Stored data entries
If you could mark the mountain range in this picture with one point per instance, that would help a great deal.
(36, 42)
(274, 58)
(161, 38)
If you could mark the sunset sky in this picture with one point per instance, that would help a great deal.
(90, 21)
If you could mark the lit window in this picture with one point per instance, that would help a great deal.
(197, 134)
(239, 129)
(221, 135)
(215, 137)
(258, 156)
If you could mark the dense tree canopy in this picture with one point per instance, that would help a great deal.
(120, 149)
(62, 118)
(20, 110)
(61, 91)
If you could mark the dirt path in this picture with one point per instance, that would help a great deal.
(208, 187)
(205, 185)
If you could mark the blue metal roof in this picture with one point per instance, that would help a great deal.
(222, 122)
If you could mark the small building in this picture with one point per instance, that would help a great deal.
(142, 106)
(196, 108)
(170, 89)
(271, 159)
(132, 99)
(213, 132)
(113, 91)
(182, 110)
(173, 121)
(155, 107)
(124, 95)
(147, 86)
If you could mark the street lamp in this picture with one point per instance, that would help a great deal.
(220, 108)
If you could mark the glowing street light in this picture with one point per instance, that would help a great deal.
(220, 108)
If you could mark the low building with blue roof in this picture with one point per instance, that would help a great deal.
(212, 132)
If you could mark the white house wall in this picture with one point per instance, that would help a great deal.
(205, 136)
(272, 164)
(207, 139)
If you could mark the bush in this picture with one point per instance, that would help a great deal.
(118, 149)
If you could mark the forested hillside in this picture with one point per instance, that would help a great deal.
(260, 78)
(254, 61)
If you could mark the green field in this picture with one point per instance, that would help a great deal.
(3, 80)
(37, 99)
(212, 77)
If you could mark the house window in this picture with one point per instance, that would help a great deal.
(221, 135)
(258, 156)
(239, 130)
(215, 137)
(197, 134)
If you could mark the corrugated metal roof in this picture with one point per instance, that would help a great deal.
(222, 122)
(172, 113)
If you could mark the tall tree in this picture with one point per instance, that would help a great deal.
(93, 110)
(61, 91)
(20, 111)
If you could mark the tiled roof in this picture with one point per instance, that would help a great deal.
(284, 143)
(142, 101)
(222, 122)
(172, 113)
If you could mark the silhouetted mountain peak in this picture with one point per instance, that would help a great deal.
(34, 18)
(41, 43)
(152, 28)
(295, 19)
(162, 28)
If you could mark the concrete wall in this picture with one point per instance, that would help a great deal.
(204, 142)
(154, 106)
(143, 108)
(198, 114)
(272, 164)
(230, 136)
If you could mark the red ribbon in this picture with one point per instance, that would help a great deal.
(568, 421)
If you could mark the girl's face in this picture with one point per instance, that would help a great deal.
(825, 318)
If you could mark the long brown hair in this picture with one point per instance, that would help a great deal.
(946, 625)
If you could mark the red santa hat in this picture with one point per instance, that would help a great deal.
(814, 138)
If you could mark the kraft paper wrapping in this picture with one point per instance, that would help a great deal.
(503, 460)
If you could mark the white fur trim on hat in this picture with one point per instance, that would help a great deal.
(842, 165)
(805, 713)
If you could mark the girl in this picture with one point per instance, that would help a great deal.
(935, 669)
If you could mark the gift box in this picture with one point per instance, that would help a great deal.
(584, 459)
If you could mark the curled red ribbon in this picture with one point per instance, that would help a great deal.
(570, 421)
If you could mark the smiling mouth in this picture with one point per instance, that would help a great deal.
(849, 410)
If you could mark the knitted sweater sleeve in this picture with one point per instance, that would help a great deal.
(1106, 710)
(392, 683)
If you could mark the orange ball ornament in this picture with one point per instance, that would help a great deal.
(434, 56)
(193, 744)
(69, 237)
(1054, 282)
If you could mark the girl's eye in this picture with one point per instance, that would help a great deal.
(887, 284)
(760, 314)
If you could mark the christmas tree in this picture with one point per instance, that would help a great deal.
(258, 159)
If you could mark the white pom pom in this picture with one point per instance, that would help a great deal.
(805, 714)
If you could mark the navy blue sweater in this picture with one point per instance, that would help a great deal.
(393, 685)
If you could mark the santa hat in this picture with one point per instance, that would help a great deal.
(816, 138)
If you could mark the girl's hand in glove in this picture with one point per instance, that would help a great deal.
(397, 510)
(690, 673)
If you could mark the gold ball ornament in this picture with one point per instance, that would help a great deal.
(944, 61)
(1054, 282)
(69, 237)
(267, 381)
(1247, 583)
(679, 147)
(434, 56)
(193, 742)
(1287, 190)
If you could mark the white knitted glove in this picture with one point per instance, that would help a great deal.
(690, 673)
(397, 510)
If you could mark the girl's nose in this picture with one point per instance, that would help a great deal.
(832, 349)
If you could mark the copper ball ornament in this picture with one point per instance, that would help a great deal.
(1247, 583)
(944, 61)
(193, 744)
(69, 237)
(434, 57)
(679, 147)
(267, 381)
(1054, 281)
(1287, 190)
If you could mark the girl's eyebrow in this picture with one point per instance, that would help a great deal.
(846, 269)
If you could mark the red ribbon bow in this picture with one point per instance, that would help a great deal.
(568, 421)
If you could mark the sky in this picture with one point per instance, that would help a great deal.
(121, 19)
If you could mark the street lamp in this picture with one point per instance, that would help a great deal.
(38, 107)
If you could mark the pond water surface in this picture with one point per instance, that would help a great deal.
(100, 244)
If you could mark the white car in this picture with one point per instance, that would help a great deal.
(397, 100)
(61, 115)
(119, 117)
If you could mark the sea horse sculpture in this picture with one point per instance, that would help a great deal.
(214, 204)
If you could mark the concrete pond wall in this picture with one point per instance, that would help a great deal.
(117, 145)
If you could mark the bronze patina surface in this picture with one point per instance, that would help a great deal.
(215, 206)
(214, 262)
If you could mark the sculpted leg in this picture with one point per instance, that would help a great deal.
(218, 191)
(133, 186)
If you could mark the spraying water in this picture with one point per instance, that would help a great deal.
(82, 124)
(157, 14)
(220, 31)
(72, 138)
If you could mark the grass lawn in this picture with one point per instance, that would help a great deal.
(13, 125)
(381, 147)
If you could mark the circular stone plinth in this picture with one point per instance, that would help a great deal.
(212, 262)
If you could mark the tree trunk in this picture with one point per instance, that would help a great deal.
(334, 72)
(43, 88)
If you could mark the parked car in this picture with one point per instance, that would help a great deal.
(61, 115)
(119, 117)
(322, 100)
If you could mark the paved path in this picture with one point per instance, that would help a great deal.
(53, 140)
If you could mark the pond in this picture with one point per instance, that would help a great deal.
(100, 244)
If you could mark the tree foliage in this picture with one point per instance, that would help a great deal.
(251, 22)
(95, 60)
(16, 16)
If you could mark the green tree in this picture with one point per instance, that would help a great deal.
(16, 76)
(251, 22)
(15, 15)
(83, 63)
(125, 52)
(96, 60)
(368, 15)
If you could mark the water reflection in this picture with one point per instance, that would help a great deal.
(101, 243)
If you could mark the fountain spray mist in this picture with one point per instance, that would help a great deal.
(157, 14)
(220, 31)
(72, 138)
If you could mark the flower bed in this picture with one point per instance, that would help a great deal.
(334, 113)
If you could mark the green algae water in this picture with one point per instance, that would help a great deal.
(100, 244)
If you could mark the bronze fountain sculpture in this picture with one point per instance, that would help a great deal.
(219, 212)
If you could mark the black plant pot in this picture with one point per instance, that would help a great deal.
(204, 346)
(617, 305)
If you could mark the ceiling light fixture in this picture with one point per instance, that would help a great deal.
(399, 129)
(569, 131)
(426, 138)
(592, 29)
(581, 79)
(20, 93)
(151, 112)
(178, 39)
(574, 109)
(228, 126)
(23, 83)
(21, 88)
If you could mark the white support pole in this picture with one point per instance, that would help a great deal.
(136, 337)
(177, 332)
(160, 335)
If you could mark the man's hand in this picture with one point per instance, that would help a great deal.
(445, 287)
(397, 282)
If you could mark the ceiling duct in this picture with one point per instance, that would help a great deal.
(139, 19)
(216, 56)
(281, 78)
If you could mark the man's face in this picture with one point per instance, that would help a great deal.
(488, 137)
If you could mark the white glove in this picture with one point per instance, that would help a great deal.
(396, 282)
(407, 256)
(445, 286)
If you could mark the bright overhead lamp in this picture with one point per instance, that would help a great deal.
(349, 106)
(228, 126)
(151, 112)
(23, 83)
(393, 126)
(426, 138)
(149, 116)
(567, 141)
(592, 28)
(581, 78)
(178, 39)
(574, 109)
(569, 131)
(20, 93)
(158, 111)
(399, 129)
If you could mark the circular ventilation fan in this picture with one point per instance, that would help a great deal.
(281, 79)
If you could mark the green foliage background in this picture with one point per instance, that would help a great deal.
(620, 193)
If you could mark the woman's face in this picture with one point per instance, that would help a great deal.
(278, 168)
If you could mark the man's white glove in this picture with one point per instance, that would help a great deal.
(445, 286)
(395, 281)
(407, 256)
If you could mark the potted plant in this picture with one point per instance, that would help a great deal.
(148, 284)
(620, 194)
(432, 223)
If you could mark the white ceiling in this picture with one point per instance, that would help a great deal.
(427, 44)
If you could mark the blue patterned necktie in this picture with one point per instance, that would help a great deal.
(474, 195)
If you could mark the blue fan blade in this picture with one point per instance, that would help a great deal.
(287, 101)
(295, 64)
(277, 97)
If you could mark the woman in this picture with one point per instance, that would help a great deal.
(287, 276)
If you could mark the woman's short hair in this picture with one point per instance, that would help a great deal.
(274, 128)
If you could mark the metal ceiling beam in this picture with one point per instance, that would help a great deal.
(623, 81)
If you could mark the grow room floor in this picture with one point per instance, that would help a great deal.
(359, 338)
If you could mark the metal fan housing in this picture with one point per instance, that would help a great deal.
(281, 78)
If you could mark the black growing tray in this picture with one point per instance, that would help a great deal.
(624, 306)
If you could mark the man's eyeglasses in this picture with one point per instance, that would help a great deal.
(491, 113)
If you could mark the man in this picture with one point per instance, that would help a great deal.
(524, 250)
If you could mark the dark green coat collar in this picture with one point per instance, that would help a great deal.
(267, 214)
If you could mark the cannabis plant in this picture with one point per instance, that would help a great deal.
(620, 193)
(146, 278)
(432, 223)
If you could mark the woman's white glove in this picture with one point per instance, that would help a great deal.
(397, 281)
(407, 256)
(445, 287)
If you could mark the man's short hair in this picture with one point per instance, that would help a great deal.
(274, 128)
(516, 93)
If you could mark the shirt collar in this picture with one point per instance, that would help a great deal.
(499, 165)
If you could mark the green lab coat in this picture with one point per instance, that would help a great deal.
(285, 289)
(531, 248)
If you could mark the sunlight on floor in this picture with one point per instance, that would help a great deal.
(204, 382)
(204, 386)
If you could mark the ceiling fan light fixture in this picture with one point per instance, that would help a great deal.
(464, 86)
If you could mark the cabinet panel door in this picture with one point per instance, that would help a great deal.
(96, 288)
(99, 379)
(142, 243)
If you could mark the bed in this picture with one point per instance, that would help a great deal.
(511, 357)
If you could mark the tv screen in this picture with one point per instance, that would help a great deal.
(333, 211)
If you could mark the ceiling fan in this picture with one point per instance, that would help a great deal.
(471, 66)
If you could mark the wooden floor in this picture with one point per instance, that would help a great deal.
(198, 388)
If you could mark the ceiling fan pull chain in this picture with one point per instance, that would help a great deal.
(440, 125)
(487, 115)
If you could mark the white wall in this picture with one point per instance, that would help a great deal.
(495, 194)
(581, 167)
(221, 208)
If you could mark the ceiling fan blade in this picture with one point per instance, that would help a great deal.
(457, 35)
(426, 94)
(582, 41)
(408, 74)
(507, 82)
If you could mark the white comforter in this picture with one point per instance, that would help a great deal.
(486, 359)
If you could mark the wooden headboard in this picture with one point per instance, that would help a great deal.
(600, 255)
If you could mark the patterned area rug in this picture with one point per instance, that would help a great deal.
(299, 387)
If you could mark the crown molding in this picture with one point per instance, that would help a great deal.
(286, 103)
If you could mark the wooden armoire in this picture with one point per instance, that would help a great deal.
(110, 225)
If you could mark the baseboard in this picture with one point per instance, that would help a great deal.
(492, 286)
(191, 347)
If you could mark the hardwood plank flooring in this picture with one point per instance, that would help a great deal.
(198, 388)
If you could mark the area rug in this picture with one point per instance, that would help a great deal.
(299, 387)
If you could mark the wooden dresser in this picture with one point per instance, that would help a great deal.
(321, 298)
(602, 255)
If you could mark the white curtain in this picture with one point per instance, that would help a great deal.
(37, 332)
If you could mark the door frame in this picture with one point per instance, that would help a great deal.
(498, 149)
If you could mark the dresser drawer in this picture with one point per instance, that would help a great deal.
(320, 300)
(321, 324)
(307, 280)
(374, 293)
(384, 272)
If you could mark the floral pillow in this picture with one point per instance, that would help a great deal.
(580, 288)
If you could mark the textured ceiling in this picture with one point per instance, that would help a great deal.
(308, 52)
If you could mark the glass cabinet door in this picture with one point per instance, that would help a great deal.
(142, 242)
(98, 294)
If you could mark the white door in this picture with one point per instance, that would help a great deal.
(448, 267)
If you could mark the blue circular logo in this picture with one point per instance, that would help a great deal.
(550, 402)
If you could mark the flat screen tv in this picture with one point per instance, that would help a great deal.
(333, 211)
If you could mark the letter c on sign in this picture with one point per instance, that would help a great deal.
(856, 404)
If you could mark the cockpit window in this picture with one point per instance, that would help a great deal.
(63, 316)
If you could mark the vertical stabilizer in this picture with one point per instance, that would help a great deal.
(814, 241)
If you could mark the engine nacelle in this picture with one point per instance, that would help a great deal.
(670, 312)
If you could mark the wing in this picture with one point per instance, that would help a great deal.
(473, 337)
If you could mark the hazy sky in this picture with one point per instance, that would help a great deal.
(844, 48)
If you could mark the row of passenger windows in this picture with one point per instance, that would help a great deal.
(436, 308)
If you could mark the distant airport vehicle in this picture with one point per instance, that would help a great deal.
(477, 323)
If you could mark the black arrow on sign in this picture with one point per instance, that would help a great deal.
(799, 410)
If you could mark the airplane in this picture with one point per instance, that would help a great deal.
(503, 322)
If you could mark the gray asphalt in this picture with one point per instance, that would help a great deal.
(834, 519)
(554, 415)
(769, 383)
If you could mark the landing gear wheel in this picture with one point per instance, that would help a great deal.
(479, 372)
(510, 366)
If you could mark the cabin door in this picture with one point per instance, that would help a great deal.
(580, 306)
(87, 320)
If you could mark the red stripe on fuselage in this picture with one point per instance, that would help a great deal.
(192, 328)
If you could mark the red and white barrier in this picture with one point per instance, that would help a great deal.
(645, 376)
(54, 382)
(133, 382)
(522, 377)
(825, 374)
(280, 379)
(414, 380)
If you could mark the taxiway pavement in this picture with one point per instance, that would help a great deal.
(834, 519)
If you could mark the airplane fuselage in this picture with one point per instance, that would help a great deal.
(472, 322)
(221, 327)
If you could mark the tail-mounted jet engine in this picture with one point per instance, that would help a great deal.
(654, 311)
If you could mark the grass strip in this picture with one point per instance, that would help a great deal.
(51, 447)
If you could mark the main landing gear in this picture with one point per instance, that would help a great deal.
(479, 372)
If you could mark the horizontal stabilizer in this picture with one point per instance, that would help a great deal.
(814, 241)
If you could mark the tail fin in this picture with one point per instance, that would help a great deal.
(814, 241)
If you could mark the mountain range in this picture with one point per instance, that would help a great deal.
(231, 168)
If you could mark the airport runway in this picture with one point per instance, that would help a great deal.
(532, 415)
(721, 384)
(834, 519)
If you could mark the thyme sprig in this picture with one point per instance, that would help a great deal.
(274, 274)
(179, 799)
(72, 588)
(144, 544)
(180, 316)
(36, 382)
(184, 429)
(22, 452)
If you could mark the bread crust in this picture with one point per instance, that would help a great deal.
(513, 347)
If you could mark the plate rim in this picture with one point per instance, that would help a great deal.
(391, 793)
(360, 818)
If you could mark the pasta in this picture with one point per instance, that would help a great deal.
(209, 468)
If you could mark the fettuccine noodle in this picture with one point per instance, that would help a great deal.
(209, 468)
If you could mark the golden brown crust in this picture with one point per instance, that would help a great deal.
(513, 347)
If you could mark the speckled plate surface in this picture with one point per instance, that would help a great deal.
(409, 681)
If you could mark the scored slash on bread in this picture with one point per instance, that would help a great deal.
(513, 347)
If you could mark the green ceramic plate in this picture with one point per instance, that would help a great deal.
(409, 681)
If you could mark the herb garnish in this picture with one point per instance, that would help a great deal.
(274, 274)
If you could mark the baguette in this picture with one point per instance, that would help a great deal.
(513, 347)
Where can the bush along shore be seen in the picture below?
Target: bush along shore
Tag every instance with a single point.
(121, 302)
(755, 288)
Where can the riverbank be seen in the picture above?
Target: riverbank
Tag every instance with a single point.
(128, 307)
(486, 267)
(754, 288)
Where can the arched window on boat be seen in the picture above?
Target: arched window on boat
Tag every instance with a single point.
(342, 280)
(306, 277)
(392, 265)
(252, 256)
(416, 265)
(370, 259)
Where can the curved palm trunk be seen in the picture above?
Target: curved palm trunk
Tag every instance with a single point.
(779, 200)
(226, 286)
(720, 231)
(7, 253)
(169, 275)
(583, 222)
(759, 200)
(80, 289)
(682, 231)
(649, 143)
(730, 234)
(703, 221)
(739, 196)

**PROBLEM TO SOLVE**
All lines above holding the word "riverbank" make up the answer; copy each one.

**SOLVED EXERCISE**
Where can the riverbank be seen in the picture above?
Target: riverbank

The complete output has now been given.